#### [Instruction 1]
In the stored records, swap "Target" for "Query" starting with the first line of the records and going on through the line with "point(154, 219)", and give those lines back with nothing else altered.

#### [Selected text]

Dir: Johannes Roberts. US. 2015. 96mins
A mother’s guilt over the death of her young son becomes the impetus for the India-set horror film The Other Side Of The Door, which pulls off the nifty trick of being simultaneously highly predictable and infuriatingly manipulative. Director and cowriter Johannes Roberts (F, Storage 24) is after something primal — the frighteningly powerful bond between a mother and her child, and the lengths the living would go to reconnect with the dead — but he’s wrapped his themes in an inert movie in which any attempt at the macabre or the unsettling instead becomes actively unpleasant. This Door leads nowhere.
Mothers will do anything for their children, but this film’s simplistic brand of horror never makes that devotion compelling or frightening
Set to open in the US, UK and France in March, The Other Side Of The Door doesn’t have much star power - fans of The Walking Dead may come out to support Sarah Wayne Callies, even though her character was killed off on that show four years ago. Door’s generic horror tropes might make it appealing to easy-to-please genre aficionados, but grim reviews and tepid word-of-mouth may conspire to limit this movie’s theatrical prospects.
As the film opens, Maria (Callies) and her husband Michael (Jeremy Sisto) are Americans contentedly living in Mumbai with their young daughter Lucy (Sofia Rosinsky), although they still carry the emotional scar of losing Lucy’s older brother Oliver (Logan Creran) in a freak car accident that led to his drowning. But after their housekeeper Piki (Suchitra Pillai) tells Maria about a remote, ancient temple where she could communicate briefly with Oliver, Maria accidentally unleashes his spirit back into the world of the living, with terrible consequences.

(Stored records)
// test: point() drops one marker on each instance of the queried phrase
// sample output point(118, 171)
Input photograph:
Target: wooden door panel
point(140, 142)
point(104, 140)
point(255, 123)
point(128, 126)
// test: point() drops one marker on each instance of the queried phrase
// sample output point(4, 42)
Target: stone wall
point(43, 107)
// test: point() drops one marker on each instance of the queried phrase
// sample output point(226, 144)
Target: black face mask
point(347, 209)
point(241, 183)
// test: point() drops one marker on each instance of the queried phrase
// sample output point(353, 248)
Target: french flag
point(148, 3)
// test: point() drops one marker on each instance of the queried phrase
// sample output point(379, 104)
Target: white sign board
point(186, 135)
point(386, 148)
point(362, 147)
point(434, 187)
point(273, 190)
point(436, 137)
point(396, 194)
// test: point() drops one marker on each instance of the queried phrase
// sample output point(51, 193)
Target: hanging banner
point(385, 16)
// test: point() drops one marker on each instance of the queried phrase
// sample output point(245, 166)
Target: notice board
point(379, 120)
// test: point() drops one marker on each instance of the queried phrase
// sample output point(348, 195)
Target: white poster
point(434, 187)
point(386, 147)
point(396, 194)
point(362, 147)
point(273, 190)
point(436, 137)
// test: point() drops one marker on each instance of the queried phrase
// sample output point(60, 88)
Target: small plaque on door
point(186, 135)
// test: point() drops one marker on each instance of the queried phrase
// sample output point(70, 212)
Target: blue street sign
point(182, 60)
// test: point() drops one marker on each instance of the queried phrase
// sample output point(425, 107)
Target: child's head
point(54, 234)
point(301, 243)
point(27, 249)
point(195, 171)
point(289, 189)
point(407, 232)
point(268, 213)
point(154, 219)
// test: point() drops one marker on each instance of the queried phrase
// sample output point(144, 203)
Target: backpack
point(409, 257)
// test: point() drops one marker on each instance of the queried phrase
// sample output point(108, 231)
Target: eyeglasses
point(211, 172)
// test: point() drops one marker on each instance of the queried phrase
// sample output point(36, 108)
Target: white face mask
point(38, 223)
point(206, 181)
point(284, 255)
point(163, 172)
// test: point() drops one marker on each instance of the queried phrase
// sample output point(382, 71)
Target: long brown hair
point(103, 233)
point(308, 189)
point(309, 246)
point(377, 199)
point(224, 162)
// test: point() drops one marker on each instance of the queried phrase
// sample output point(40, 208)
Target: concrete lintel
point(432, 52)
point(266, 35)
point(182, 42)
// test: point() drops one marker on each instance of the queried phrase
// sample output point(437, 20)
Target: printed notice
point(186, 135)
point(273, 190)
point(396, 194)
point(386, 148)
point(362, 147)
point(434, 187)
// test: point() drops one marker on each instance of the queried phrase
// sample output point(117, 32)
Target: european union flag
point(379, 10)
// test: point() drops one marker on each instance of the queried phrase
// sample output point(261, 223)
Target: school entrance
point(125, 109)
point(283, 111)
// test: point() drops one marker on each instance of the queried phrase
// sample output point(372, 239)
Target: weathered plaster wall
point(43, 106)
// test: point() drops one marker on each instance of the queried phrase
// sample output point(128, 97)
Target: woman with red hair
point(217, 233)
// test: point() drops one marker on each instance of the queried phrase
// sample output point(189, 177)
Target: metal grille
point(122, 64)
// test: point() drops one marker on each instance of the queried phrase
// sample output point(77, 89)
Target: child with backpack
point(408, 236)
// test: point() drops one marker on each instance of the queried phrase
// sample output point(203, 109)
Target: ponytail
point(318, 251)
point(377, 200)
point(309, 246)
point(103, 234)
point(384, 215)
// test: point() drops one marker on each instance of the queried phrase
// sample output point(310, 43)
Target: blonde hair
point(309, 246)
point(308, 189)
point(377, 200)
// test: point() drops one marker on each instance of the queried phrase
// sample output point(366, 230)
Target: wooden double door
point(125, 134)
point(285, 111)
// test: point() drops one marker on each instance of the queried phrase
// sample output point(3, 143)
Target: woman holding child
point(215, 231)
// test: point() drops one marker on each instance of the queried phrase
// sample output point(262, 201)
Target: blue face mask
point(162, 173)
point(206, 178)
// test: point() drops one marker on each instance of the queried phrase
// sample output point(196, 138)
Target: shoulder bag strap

#### [Instruction 2]
According to the film review, what might limit the movie's theatrical prospects?

#### [Worked solution 1]
// test: point() drops one marker on each instance of the queried phrase
// sample output point(118, 171)
Input photograph:
Query: wooden door panel
point(140, 142)
point(104, 140)
point(255, 123)
point(128, 126)
// test: point() drops one marker on each instance of the queried phrase
// sample output point(4, 42)
Query: stone wall
point(43, 107)
// test: point() drops one marker on each instance of the queried phrase
// sample output point(226, 144)
Query: black face mask
point(347, 209)
point(241, 183)
// test: point() drops one marker on each instance of the queried phrase
// sample output point(353, 248)
Query: french flag
point(148, 3)
// test: point() drops one marker on each instance of the queried phrase
// sample output point(379, 104)
Query: white sign board
point(186, 135)
point(386, 148)
point(362, 147)
point(434, 187)
point(273, 190)
point(436, 137)
point(396, 194)
// test: point() drops one marker on each instance of the queried phrase
// sample output point(51, 193)
Query: hanging banner
point(385, 16)
// test: point() drops one marker on each instance of the queried phrase
// sample output point(245, 166)
Query: notice board
point(379, 120)
// test: point() drops one marker on each instance of the queried phrase
// sample output point(348, 195)
Query: white poster
point(434, 187)
point(386, 147)
point(396, 194)
point(362, 147)
point(273, 190)
point(436, 137)
// test: point() drops one marker on each instance of the queried phrase
// sample output point(60, 88)
Query: small plaque on door
point(186, 135)
// test: point() drops one marker on each instance of the queried phrase
// sample output point(70, 212)
Query: blue street sign
point(182, 60)
// test: point() drops one marker on each instance of the queried phrase
// sample output point(425, 107)
Query: child's head
point(54, 234)
point(301, 243)
point(27, 249)
point(195, 171)
point(289, 189)
point(407, 232)
point(268, 213)
point(154, 219)

#### [Worked solution 2]
Grim reviews and tepid word-of-mouth may conspire to limit the movie's theatrical prospects.